Find each line of the listing below that contains the word "image" and copy those lines out.

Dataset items
════

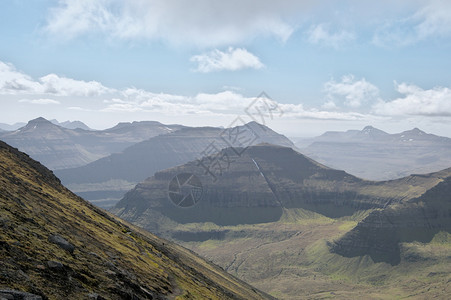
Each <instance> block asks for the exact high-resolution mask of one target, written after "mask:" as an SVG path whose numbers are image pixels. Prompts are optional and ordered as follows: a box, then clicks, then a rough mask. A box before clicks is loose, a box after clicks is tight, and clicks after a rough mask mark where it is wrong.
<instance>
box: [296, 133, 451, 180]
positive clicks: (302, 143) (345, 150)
mask: <svg viewBox="0 0 451 300" xmlns="http://www.w3.org/2000/svg"><path fill="white" fill-rule="evenodd" d="M297 146H298V147H299V148H300V149H301V152H302V153H304V154H306V155H308V156H309V157H312V158H313V159H315V160H317V161H319V162H321V163H323V164H325V165H327V166H330V167H333V168H337V169H342V170H345V171H346V172H349V173H351V174H354V175H356V176H359V177H361V178H365V179H371V180H389V179H396V178H401V177H405V176H408V175H410V174H412V173H427V172H436V171H439V170H441V169H443V168H444V167H446V166H449V165H451V139H450V138H446V137H440V136H436V135H433V134H428V133H426V132H424V131H422V130H420V129H418V128H414V129H412V130H408V131H404V132H401V133H397V134H389V133H386V132H384V131H382V130H379V129H377V128H374V127H371V126H367V127H365V128H364V129H363V130H348V131H345V132H340V131H329V132H326V133H324V134H323V135H321V136H319V137H316V138H313V139H310V140H303V141H300V142H299V143H297Z"/></svg>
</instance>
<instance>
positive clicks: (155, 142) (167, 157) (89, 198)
mask: <svg viewBox="0 0 451 300" xmlns="http://www.w3.org/2000/svg"><path fill="white" fill-rule="evenodd" d="M238 137H239V139H238ZM262 142H267V143H273V144H277V145H283V146H288V147H294V145H293V143H292V142H291V141H290V140H289V139H288V138H286V137H285V136H283V135H281V134H278V133H277V132H275V131H273V130H271V129H270V128H268V127H266V126H264V125H261V124H258V123H256V122H251V123H248V124H245V125H243V126H237V127H234V128H230V129H221V128H216V127H198V128H192V127H186V128H182V129H180V130H177V131H175V132H172V133H169V134H166V135H159V136H156V137H153V138H151V139H149V140H146V141H143V142H140V143H137V144H135V145H133V146H131V147H129V148H127V149H125V150H124V151H122V152H121V153H116V154H112V155H110V156H107V157H104V158H102V159H99V160H97V161H94V162H92V163H90V164H88V165H86V166H83V167H78V168H73V169H66V170H59V171H57V172H56V174H57V175H58V177H60V178H61V180H62V181H63V183H64V184H65V185H67V186H68V187H69V188H70V189H71V190H73V191H74V192H76V193H77V194H78V195H80V196H83V197H84V198H85V199H88V200H92V201H95V202H93V203H96V204H97V205H100V206H104V207H107V206H108V205H110V206H111V204H114V203H115V202H117V200H119V199H121V198H122V196H123V195H124V194H125V192H126V191H128V190H130V189H131V188H132V187H133V186H134V185H136V184H137V183H138V182H140V181H142V180H144V179H145V178H147V177H150V176H152V175H153V174H154V173H155V172H157V171H160V170H164V169H167V168H171V167H174V166H177V165H181V164H184V163H186V162H189V161H191V160H195V159H196V158H200V157H202V156H205V155H208V154H213V153H216V152H217V151H220V150H221V149H223V148H226V147H230V146H235V145H238V146H243V145H244V146H249V145H255V144H258V143H262ZM121 187H123V188H121ZM114 199H116V200H114Z"/></svg>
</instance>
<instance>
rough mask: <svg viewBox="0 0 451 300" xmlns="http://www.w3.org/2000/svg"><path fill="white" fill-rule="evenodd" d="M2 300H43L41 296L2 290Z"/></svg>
mask: <svg viewBox="0 0 451 300" xmlns="http://www.w3.org/2000/svg"><path fill="white" fill-rule="evenodd" d="M0 299H1V300H3V299H8V300H42V297H41V296H38V295H33V294H30V293H25V292H21V291H16V290H10V289H3V290H0Z"/></svg>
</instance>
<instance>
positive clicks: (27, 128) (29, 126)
mask: <svg viewBox="0 0 451 300" xmlns="http://www.w3.org/2000/svg"><path fill="white" fill-rule="evenodd" d="M49 126H51V127H53V126H55V127H58V125H55V124H53V123H52V122H50V121H49V120H47V119H45V118H43V117H39V118H36V119H33V120H30V121H28V123H27V125H25V127H23V128H24V129H36V128H40V127H49Z"/></svg>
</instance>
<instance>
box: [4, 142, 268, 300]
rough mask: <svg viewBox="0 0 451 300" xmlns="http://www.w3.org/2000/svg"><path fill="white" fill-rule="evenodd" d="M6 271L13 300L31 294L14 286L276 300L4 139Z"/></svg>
mask: <svg viewBox="0 0 451 300" xmlns="http://www.w3.org/2000/svg"><path fill="white" fill-rule="evenodd" d="M0 270H1V271H0V296H1V297H7V299H10V297H16V296H17V297H22V298H23V297H24V295H27V294H24V293H19V292H14V291H11V290H10V289H13V290H16V291H17V290H20V291H24V292H29V293H33V294H34V295H35V296H33V297H35V298H33V299H39V298H37V296H40V297H41V298H42V299H174V298H176V297H180V298H181V299H196V298H208V299H267V298H269V297H268V296H266V295H265V294H263V293H261V292H259V291H257V290H255V289H253V288H252V287H250V286H249V285H247V284H245V283H244V282H242V281H240V280H238V279H236V278H234V277H232V276H230V275H228V274H226V273H225V272H224V271H223V270H221V269H220V268H218V267H216V266H215V265H213V264H210V263H207V262H205V261H204V260H202V259H200V258H199V257H198V256H196V255H195V254H193V253H192V252H191V251H189V250H186V249H184V248H182V247H180V246H177V245H175V244H172V243H170V242H168V241H165V240H162V239H160V238H158V237H156V236H154V235H152V234H149V233H147V232H144V231H141V230H139V229H137V228H135V227H133V226H131V225H129V224H126V223H125V222H123V221H121V220H119V219H118V218H115V217H113V216H111V215H109V214H108V213H106V212H105V211H102V210H100V209H98V208H95V207H94V206H93V205H91V204H89V203H88V202H86V201H84V200H83V199H81V198H79V197H77V196H75V195H74V194H73V193H71V192H70V191H69V190H67V189H66V188H64V187H63V186H62V185H61V184H60V181H59V180H58V178H56V177H55V176H54V175H53V173H52V172H51V171H49V170H48V169H47V168H45V167H44V166H42V165H41V164H40V163H38V162H36V161H34V160H32V159H31V158H29V157H28V156H27V155H25V154H23V153H21V152H19V151H18V150H17V149H14V148H11V147H10V146H8V145H7V144H5V143H3V142H0ZM14 295H15V296H14ZM27 296H29V295H27ZM1 297H0V298H1ZM22 298H20V299H22Z"/></svg>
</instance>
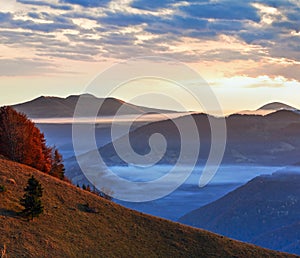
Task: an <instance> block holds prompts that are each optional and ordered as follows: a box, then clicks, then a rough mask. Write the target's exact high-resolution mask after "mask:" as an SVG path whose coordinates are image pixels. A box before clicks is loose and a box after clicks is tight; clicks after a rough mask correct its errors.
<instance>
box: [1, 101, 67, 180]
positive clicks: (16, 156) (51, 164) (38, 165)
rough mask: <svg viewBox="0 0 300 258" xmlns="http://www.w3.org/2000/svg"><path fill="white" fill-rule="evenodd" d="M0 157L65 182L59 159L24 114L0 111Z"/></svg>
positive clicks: (6, 106) (8, 108)
mask: <svg viewBox="0 0 300 258" xmlns="http://www.w3.org/2000/svg"><path fill="white" fill-rule="evenodd" d="M0 154H1V155H3V156H5V157H7V158H8V159H10V160H12V161H15V162H18V163H22V164H25V165H28V166H31V167H33V168H36V169H38V170H40V171H42V172H45V173H47V174H49V175H51V176H54V177H57V178H59V179H62V180H63V179H65V175H64V173H65V168H64V165H63V160H62V155H61V154H60V153H59V151H58V150H57V149H56V148H55V147H49V146H47V144H46V139H45V136H44V134H43V133H42V132H41V131H40V130H39V128H37V127H36V125H35V123H34V122H32V121H31V120H30V119H28V118H27V116H26V115H25V114H22V113H19V112H17V111H16V110H14V109H13V108H12V107H9V106H5V107H1V108H0Z"/></svg>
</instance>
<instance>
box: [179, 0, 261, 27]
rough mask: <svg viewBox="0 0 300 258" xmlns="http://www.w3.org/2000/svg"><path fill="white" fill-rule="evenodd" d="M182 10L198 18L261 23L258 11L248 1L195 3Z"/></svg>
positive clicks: (190, 14)
mask: <svg viewBox="0 0 300 258" xmlns="http://www.w3.org/2000/svg"><path fill="white" fill-rule="evenodd" d="M180 10H181V11H182V12H184V13H185V14H187V15H190V16H192V17H197V18H206V19H222V20H251V21H254V22H259V21H260V16H259V14H258V12H257V9H256V8H255V7H253V6H252V5H250V4H249V3H248V2H247V1H234V0H233V1H220V2H210V3H200V4H199V3H193V4H190V5H187V6H181V7H180Z"/></svg>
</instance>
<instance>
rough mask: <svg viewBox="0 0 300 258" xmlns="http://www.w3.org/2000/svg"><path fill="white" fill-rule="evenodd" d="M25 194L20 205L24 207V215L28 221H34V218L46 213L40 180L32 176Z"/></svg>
mask: <svg viewBox="0 0 300 258" xmlns="http://www.w3.org/2000/svg"><path fill="white" fill-rule="evenodd" d="M24 191H25V194H24V196H23V198H21V199H20V204H21V205H22V206H23V207H24V209H23V211H22V215H23V216H24V217H26V218H28V219H31V220H33V218H34V217H38V216H39V215H40V214H41V213H43V211H44V207H43V205H42V201H41V199H40V198H41V197H42V195H43V188H42V186H41V184H40V183H39V181H38V180H36V179H35V178H34V176H31V177H30V178H29V179H28V183H27V186H26V188H25V189H24Z"/></svg>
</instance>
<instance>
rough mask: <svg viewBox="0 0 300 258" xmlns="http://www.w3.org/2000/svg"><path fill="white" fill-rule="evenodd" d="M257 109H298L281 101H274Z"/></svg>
mask: <svg viewBox="0 0 300 258" xmlns="http://www.w3.org/2000/svg"><path fill="white" fill-rule="evenodd" d="M257 110H276V111H278V110H297V108H295V107H292V106H290V105H287V104H284V103H281V102H272V103H269V104H266V105H264V106H262V107H260V108H259V109H257Z"/></svg>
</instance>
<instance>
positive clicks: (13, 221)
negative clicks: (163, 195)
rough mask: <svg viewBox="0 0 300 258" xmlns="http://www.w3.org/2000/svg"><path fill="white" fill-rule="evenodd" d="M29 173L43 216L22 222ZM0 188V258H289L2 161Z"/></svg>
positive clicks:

════

**Answer to this problem:**
Each <instance> block asks for the exact high-resolution mask of one target, written after "mask:" as an SVG path whose numbers are image pixels. Prompts are optional and ordered as follows: a box, then clicks, then a rough mask. A box before clicks is loose, a box after clicks is tight, and clicks after a rough mask mark where it is wrong.
Task: an <instance> block holds prompts that are each optional and ordered as follows: a box, then clicks, then a rough mask. Write the target's exact high-resolution mask after "mask:" as an SVG path whose coordinates are image pixels. A box before clicks is loose and a box after clicks is tight; clicks after a rough mask correct its errors.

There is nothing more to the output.